Reproduce verbatim the lines of the listing from the line holding "pin: man | one" through the last line of the listing, inclusive.
::::::
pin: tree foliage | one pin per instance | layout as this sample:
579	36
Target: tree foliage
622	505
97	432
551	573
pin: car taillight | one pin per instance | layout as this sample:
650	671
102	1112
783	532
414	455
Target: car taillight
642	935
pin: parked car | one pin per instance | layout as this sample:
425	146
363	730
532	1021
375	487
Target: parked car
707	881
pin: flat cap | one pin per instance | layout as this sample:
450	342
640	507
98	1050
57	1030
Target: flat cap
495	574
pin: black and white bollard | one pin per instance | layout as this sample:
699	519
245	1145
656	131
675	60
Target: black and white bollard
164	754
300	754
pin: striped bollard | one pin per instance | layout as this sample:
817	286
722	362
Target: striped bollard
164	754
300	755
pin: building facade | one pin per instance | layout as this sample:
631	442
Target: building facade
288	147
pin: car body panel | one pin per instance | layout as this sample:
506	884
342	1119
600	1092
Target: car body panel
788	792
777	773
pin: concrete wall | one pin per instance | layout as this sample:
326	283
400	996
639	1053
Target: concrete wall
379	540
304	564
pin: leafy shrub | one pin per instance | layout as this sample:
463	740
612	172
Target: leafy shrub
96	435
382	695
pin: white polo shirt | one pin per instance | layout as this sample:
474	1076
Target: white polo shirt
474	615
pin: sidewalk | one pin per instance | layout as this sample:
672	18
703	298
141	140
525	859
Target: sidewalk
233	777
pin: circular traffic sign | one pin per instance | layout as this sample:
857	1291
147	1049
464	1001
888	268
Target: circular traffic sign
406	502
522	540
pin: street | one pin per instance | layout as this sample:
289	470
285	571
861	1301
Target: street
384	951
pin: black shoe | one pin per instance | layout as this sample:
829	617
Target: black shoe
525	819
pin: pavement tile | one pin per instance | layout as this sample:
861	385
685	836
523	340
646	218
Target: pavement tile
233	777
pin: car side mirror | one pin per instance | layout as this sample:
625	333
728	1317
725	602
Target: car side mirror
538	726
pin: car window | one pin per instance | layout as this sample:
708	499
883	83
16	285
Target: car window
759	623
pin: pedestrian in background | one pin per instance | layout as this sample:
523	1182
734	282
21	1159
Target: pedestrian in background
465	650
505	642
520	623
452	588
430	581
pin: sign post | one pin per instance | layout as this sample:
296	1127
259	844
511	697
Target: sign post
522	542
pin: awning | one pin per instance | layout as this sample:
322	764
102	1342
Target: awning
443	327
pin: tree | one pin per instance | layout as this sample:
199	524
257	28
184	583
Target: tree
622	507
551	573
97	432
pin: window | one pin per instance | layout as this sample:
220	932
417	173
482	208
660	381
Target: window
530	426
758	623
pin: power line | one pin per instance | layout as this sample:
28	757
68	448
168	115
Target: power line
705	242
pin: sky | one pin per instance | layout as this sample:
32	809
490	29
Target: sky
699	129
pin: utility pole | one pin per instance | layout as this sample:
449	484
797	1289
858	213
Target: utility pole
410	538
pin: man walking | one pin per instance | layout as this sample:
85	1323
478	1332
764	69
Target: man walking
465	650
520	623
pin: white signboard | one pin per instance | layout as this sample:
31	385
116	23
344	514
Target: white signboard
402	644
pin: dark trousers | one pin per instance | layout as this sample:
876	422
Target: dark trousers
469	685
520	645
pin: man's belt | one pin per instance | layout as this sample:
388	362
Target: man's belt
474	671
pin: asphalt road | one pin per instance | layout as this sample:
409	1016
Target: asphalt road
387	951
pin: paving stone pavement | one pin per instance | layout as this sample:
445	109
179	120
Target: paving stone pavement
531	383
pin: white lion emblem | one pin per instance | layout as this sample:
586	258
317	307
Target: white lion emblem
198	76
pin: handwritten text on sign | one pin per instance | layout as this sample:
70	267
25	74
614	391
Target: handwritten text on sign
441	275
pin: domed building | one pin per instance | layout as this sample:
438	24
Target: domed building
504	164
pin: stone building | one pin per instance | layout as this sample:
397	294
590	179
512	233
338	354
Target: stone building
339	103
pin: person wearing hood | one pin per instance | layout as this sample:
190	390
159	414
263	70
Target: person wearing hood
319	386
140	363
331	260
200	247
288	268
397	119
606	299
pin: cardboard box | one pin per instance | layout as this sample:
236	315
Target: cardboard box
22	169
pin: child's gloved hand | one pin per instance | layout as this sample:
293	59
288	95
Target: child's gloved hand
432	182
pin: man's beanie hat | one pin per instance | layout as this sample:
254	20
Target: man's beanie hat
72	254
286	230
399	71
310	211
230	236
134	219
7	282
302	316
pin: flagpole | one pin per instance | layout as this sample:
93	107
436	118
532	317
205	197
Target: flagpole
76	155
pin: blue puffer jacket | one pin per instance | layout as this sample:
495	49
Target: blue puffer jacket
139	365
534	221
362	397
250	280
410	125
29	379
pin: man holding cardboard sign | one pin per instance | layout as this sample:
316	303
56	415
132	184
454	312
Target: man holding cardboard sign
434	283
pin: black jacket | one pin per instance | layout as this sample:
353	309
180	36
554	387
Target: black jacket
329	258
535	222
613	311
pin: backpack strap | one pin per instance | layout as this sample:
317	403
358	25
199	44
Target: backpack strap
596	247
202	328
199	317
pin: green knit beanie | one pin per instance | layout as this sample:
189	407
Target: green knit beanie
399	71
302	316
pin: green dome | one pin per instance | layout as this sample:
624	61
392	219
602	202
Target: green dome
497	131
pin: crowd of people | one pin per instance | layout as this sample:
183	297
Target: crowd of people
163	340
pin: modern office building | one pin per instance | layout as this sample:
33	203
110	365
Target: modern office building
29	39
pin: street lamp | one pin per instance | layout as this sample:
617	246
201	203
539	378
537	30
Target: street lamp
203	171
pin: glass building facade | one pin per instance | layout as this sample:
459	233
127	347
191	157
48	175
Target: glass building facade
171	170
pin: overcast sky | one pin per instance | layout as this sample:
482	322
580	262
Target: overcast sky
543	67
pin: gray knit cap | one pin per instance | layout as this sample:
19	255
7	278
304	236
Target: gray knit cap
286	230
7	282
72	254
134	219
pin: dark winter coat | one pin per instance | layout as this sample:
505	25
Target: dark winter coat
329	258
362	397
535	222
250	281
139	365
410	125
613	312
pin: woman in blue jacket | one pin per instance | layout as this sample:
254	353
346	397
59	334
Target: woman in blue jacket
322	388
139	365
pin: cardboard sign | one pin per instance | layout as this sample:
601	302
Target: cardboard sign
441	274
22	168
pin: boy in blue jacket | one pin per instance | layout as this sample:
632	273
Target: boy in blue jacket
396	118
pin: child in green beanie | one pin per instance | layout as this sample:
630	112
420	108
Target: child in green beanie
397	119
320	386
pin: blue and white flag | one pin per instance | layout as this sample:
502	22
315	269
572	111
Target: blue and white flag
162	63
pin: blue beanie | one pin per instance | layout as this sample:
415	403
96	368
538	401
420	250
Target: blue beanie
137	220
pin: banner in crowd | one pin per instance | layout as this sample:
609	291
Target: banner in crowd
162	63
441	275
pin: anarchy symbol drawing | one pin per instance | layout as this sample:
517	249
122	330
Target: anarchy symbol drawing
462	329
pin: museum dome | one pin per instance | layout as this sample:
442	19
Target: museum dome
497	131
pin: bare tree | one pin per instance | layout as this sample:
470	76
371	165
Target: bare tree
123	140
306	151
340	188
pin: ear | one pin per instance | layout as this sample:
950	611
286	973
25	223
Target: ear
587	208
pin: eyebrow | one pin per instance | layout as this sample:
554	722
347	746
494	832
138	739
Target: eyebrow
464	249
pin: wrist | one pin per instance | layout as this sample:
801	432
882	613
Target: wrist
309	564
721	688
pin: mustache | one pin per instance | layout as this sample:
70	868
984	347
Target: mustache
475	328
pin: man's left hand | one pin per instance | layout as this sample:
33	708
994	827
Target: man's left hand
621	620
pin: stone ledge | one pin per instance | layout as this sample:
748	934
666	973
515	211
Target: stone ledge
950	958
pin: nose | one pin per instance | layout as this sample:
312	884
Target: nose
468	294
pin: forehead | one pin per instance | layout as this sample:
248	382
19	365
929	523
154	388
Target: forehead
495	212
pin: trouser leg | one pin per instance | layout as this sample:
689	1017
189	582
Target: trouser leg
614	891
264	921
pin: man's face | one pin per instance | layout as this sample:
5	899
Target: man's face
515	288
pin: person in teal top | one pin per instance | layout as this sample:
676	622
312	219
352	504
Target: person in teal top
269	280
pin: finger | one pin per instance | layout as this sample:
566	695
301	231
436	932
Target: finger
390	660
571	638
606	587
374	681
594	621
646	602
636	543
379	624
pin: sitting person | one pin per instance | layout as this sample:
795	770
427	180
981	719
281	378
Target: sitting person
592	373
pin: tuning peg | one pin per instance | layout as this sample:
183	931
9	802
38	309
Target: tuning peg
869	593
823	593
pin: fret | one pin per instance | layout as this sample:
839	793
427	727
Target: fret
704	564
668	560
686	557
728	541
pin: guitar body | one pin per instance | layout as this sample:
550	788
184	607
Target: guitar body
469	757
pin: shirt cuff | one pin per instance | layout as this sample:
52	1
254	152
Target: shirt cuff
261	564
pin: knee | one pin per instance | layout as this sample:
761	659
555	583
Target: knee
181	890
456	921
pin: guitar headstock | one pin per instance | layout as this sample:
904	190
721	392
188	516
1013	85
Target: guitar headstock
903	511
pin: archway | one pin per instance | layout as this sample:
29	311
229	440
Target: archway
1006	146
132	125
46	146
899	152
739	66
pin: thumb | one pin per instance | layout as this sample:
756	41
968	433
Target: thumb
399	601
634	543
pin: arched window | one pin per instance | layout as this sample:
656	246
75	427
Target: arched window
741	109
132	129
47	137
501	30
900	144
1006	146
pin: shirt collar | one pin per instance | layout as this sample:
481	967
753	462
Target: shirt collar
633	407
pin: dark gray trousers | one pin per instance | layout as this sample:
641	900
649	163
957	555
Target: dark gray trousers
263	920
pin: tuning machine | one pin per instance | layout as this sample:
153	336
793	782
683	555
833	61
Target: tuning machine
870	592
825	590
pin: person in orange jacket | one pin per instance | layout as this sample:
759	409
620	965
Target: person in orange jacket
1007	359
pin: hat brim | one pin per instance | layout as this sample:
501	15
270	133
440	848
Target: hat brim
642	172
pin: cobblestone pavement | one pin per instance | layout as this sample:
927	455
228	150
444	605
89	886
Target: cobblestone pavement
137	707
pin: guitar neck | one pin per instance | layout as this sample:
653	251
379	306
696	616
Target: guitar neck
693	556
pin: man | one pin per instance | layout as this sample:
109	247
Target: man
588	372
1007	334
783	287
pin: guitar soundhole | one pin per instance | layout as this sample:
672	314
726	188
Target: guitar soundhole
::::::
## IN RESPONSE
pin: man | one pin per instance | layout as this sample:
109	247
Target: man
588	372
1007	334
783	287
pin: guitar soundhole | one pin per instance | layout as this sample:
672	314
726	188
Target: guitar soundhole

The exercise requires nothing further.